The records:

══════════════════════════════

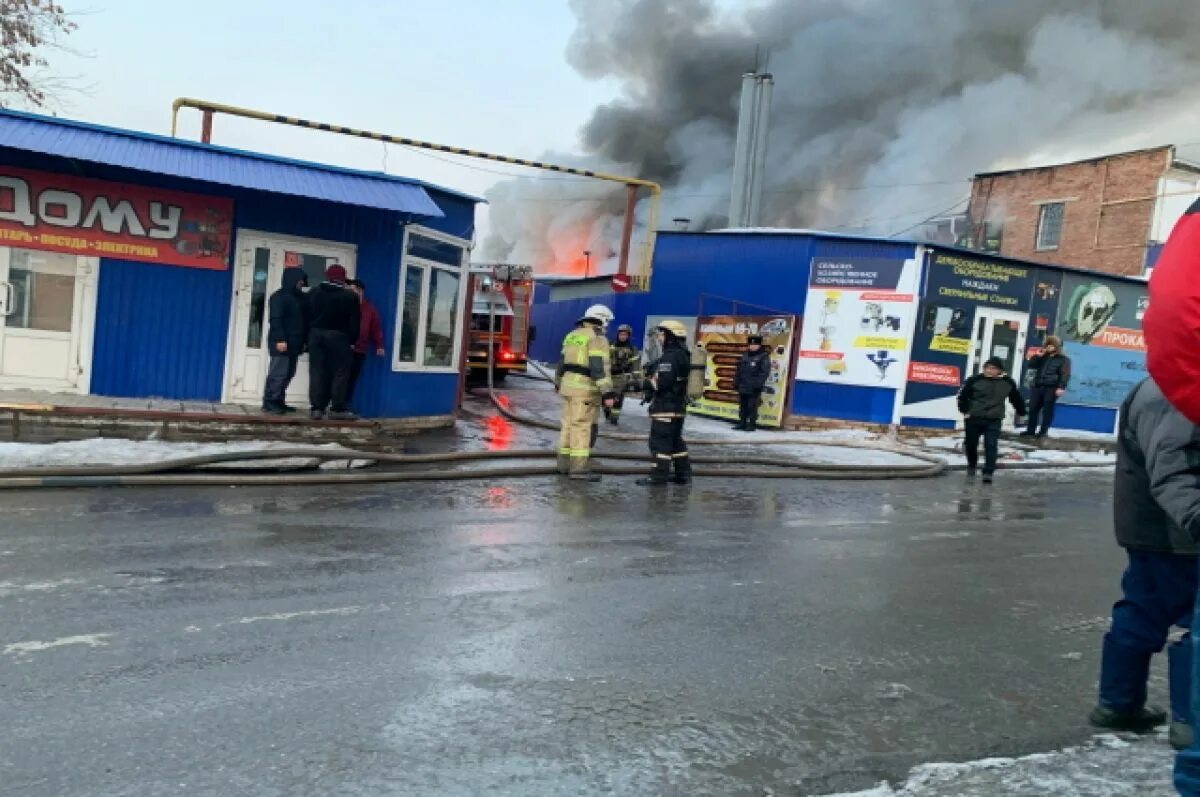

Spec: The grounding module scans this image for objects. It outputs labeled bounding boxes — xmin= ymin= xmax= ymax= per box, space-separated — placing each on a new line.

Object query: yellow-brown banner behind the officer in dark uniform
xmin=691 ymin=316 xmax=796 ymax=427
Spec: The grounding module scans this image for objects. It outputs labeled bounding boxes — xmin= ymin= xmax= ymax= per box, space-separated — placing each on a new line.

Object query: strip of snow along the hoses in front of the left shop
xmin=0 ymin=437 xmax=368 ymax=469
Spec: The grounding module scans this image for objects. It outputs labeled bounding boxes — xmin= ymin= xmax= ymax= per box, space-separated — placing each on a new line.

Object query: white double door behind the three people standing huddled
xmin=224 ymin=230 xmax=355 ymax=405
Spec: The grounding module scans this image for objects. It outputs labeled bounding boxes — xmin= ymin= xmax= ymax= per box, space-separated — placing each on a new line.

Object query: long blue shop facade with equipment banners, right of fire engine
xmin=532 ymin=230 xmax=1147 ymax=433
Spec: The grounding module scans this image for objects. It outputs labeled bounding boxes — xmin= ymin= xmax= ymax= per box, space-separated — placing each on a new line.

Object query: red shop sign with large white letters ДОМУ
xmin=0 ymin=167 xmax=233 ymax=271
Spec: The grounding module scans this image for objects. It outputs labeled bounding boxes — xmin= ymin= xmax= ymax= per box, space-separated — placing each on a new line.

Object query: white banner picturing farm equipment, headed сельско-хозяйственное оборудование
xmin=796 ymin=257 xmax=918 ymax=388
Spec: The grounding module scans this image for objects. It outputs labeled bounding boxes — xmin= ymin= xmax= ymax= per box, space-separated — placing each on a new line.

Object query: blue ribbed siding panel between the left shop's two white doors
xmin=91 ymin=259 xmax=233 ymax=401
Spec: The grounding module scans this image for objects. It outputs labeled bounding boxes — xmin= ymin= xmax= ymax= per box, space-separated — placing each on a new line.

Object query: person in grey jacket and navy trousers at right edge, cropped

══════════════════════════════

What to work on: Every record must be transcribed faithfully, with no picture carried over.

Task answer:
Spec: The grounding module scans this image for objects. It outputs labeled bounding boxes — xmin= ymin= xmax= ymax= per box, space-separated — placing each on a new line.

Object query: yellow-brown banner behind the officer in dark uniform
xmin=691 ymin=316 xmax=796 ymax=427
Spec: The grounding module scans this image for objects. It outputs labeled bounding boxes — xmin= ymin= xmax= ymax= per box, space-separated — placing each on a new line.

Object query: strip of snow along the hoses in front of the left shop
xmin=0 ymin=437 xmax=368 ymax=469
Spec: The grounding module scans this image for objects. It outputs labeled bounding boxes — xmin= ymin= xmax= ymax= per box, space-separated — placing each on a new line.

Object query: white double door behind the three people standing huddled
xmin=224 ymin=230 xmax=355 ymax=405
Spec: The grounding module scans this image for objects. It outputs labeled bounding boxes — xmin= ymin= xmax= ymax= per box, space-separated — placing each on a new line.

Object query: long blue shop facade with equipment banners, right of fire engine
xmin=532 ymin=230 xmax=1147 ymax=433
Spec: The grounding module scans this image for objects. It outputs labeled bounding boxes — xmin= ymin= xmax= ymax= per box, space-separated — placing each on a new line.

Object query: red shop sign with large white letters ДОМУ
xmin=0 ymin=167 xmax=233 ymax=271
Spec: The grounding module scans this image for objects. It outputs labeled bounding boxes — xmin= ymin= xmax= ymax= per box, space-separated — placing each on a new line.

Object query: white banner picturing farm equipment, headed сельско-хозяйственное оборудование
xmin=796 ymin=257 xmax=918 ymax=388
Spec: The grounding module scans this image for objects. It outputs labeled bounding boxes — xmin= ymin= xmax= ymax= per box, space-separated — placing each on a new line.

Object query: blue ribbed siding panel between the left shop's two white doors
xmin=91 ymin=259 xmax=233 ymax=401
Spec: The grounding module scans this image for objects. It outputs labeled bounding boxes — xmin= ymin= xmax= ymax= per box, space-separated — placing each on a new line.

Object query: person in grey jacket and navy trousers at right edge, cropped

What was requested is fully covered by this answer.